Do this:
Copy the part of the hypothesis testing text that begins at the words "So what is different" and stops after "using inferential statistics.", replacing "subgroup" with "subset".

# Hypothesis Testing, Sampling,Types of Errors, Statistical Significance, Effect Size, and Power

### Descriptive and Inferential Statistics

The study and use of statistics is roughly divided into two categories: descriptive statistics and inferential statistics. As previous sections have demonstrated, descriptive statistics summarize, organize, and illustrate distributions of numerical observations. Among typically employed descriptive statistics are measures of central tendency (e.g., mean, median, mode), measures of dispersion (e.g., range, interquartile range, variance, standard deviation), and bivariate measures (e.g., correlation coefficients). Within the category of descriptive statistics are the visual displays of distributions, including frequency tables, histograms, pie charts, bar charts, and scatterplots.

So what is different about inferential statistics? Instead of simply attempting to summarize and organize a distribution of data, inferential statistics are used to extend results generated from a subgroup of observations to a larger context - in other words, the purpose of inferential statistics is to generalize from samples to populations. This section will describe the fundamental concepts of the process of using inferential statistics.

A research hypothesis is the focal point of statistical inference. A research hypothesis makes a prediction, based on a theoretical foundation, that identifies an anticipated outcome - for example, higher reading scores, due to a new instructional technique. The research hypothesis is generated from a, usually broader, research question. An example of a research question might ask whether there is a difference between a new way of teaching and a traditional method. Research questions, in turn, are narrower investigations of a more general research purpose, which seeks to address an important problem in the field. So, you can think of a research hypothesis as the end of a series of narrower, more focused, statements about a research topic.

[Dataset records about object locations]

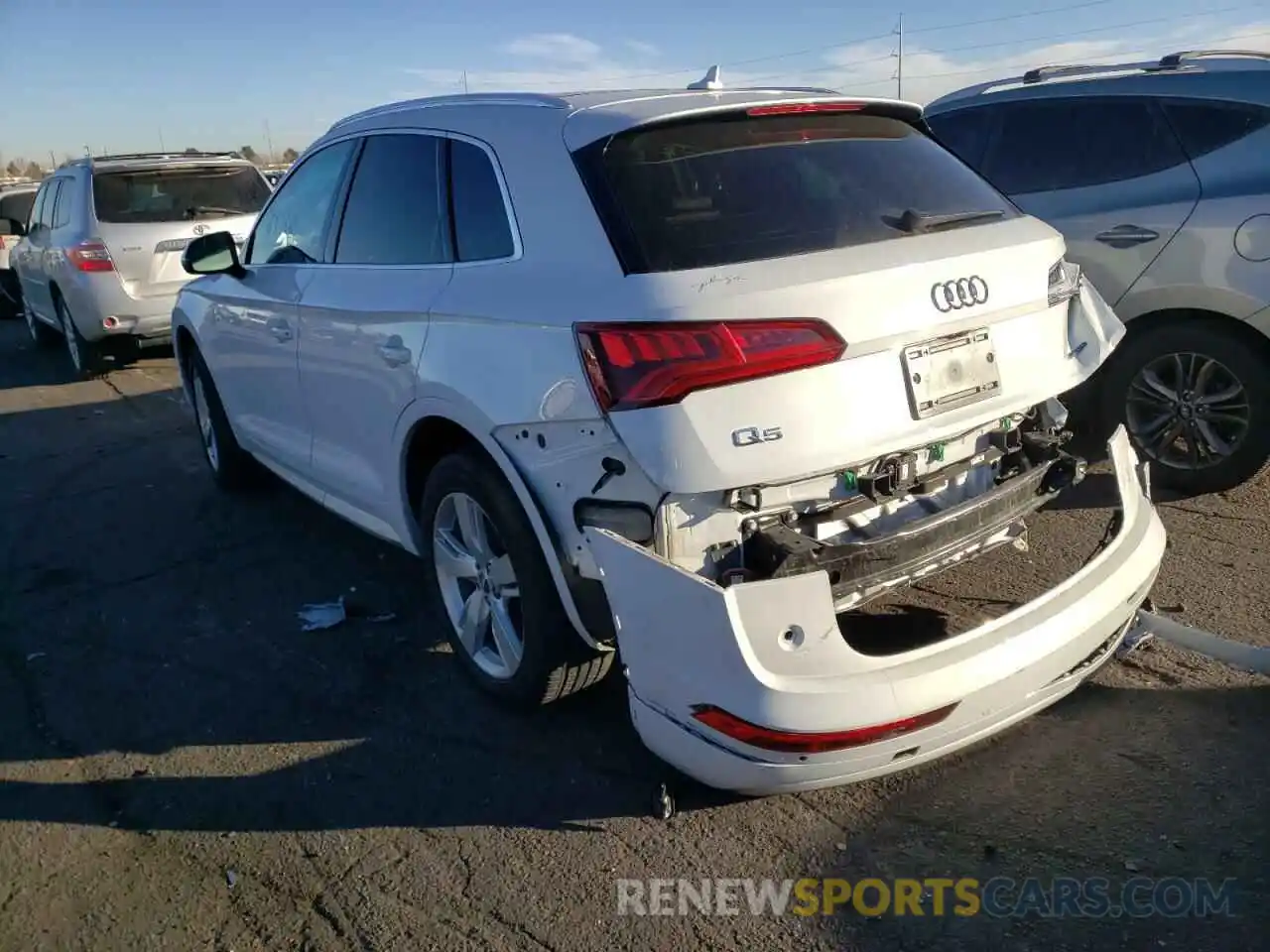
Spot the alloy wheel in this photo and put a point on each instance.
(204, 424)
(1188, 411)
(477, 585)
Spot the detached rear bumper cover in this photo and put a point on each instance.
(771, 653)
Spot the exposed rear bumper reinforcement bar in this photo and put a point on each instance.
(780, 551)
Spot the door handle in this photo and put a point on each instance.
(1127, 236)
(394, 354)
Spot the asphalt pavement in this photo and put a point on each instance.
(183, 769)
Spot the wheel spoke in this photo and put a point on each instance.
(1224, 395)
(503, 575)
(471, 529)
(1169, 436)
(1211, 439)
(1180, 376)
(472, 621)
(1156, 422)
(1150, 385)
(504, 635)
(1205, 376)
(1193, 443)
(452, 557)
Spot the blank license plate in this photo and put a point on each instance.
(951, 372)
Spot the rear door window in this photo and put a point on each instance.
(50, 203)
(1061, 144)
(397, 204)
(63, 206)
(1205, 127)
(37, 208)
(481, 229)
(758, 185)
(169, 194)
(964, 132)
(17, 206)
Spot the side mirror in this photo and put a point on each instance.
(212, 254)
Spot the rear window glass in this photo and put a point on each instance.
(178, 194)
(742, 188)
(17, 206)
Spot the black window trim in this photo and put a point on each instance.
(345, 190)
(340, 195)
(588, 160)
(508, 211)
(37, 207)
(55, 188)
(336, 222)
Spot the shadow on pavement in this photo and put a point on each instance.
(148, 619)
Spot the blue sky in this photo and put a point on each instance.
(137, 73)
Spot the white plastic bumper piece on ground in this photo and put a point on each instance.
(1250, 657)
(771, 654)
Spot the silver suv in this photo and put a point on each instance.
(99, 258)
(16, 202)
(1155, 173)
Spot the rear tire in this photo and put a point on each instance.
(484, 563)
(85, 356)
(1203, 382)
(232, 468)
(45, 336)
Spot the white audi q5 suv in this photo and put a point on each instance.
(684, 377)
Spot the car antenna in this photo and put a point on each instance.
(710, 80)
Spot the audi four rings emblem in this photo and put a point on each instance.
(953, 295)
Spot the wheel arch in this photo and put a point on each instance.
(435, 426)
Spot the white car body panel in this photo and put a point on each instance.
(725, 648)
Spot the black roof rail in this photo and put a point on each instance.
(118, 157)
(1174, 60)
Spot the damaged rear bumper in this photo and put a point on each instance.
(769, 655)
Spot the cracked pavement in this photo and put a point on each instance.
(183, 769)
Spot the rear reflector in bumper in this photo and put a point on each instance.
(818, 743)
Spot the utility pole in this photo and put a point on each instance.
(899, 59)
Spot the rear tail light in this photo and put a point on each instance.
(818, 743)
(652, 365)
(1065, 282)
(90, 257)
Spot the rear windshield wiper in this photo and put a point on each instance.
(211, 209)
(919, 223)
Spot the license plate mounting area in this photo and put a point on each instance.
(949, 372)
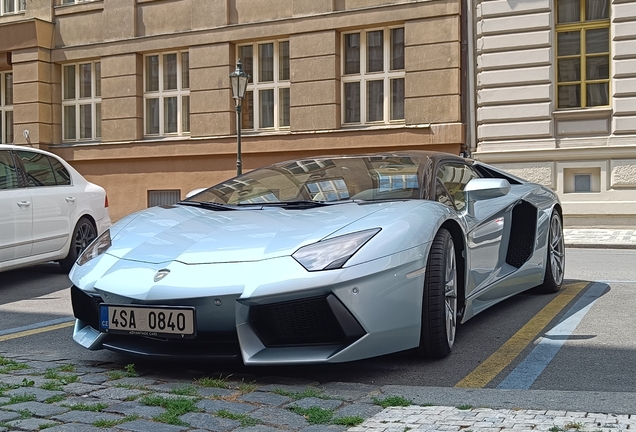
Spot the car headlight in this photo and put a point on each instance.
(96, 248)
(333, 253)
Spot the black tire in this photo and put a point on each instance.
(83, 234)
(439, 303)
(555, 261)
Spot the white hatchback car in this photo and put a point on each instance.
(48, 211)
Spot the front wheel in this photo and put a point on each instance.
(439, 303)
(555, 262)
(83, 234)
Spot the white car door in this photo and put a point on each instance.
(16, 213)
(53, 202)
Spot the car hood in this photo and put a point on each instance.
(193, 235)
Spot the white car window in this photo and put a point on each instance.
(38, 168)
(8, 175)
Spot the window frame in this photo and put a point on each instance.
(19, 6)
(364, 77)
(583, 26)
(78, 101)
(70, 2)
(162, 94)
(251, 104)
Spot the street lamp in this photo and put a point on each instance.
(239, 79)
...
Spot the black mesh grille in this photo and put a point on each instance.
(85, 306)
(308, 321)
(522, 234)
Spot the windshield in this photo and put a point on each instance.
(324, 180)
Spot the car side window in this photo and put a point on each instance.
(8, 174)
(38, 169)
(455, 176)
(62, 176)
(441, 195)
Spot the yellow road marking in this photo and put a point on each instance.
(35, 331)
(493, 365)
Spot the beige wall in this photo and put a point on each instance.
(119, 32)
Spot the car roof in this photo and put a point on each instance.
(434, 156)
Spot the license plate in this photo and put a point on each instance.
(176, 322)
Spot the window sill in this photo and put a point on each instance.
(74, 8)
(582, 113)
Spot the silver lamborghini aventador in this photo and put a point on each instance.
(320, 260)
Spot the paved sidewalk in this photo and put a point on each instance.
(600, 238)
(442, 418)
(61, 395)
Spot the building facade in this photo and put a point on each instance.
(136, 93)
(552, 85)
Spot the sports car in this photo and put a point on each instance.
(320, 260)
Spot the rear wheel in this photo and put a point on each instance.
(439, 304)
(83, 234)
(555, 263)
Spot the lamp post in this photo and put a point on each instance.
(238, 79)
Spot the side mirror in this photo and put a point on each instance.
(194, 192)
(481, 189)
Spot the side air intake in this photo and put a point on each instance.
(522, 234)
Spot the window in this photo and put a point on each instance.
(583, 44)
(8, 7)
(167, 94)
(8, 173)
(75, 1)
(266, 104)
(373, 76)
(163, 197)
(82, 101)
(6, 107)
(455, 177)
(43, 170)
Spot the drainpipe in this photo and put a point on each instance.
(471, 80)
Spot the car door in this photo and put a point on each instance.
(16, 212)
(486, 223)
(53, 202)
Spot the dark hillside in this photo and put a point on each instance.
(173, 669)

Task answer:
So what is different about inferential statistics? Instead of simply attempting to summarize and organize a distribution of data, inferential statistics are used to extend results generated from a subset of observations to a larger context - in other words, the purpose of inferential statistics is to generalize from samples to populations. This section will describe the fundamental concepts of the process of using inferential statistics.